● SOURCE EXCERPT
────────

A Moment that Lead to A Movement:
Meet To Write Love On Her Arms Founder
Jamie Tworkowski

It was meant to be a short story to help someone in need. And although Jamie Tworkowski loves to write, he couldn’t have predicted that his words about a self-destructive girl on drugs that he met through a mutual friend, and spent five days with in the Spring of 2006, would produce life-changing results.  Real results that not only transformed her life, but changed his life as well.

Tworkowski used his gift of storytelling to share what took place during a week of detox with Renee, in hopes that the rehab center would finally accept her for treatment. Titled, To Write Love On Her Arms, Tworkowski uploaded the article on Myspace. The following words along with the rest of the piece resonated with many suffering people:

“She hands me her last razor blade, tells me it is the one she used to cut her arm and her last lines of cocaine five nights before. She’s had it with her ever since, shares that tonight will be the hardest night and she shouldn’t have it. I hold it carefully, thank her and know instantly that this moment, this gift, will stay with me. It hits me to wonder if this great feeling is what Christ knows when we surrender our broken hearts, when we trade death for life.”

Tworkowski recognized the need for those hurting to feel loved and have hope. Hope in the fact that they are not alone and the belief that a better life is possible. To Write Love On Her Arms (TWLOHA) became more than a story; it became a movement. That in turn led Tworkowski to establish an organization of the same name to reach out to others. Risen recently sat down with this founder who has much to say about the stigmas surrounding mental health, addictions, faith, friendships and family. And he’s quick to share about the vision of an organization leading a conversation so few are willing to have.

Interviewed Exclusively for Risen Magazine at the U.S. Open of Surfing in Huntington Beach, CA

Risen Magazine: When you wrote the story about Renee and asked, “What would you say if this story had an audience?” I couldn’t help but wonder if it was at that point you realized you were being prepped for something much bigger than this single story.

────────

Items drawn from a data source
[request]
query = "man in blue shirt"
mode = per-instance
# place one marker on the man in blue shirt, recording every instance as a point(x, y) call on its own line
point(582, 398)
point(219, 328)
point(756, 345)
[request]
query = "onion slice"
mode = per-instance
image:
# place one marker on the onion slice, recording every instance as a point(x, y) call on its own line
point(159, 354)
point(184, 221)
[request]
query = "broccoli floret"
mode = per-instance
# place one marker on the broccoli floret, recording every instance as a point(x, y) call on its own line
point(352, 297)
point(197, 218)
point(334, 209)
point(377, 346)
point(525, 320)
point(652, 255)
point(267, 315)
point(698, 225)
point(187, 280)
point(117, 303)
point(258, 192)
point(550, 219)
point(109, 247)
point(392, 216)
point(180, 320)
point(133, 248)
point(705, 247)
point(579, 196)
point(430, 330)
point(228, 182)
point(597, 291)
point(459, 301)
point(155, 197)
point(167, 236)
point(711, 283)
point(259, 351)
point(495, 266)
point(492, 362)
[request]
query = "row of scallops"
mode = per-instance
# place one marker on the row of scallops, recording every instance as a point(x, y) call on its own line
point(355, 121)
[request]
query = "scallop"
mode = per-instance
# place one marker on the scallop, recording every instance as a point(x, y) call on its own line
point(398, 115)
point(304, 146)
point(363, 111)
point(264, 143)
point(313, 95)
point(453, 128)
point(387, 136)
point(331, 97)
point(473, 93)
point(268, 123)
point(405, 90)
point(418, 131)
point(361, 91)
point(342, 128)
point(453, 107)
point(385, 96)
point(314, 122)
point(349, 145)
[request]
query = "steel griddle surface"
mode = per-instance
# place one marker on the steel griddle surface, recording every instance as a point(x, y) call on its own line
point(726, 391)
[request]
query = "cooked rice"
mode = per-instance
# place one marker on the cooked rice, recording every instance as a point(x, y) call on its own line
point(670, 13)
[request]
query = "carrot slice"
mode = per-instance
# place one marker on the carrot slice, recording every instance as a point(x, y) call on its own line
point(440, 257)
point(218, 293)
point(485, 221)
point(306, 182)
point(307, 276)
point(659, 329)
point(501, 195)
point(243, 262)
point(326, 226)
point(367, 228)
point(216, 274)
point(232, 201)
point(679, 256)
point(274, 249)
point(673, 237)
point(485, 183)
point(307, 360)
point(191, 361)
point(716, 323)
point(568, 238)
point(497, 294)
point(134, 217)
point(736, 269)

────────

● WHAT THE EXERCISE ASKS
According to the article on Jamie Tworkowski, why did he write about what took place during the week of detox with Renee? Respond in one to three sentences. The data above are not needed for this task.

● WORKED ANSWER
Tworkowski wrote about what took place during that week of detox in the hope that the rehab center would finally accept Renee for treatment. He drew on his gift of storytelling for this purpose and posted the piece, titled To Write Love On Her Arms, on Myspace.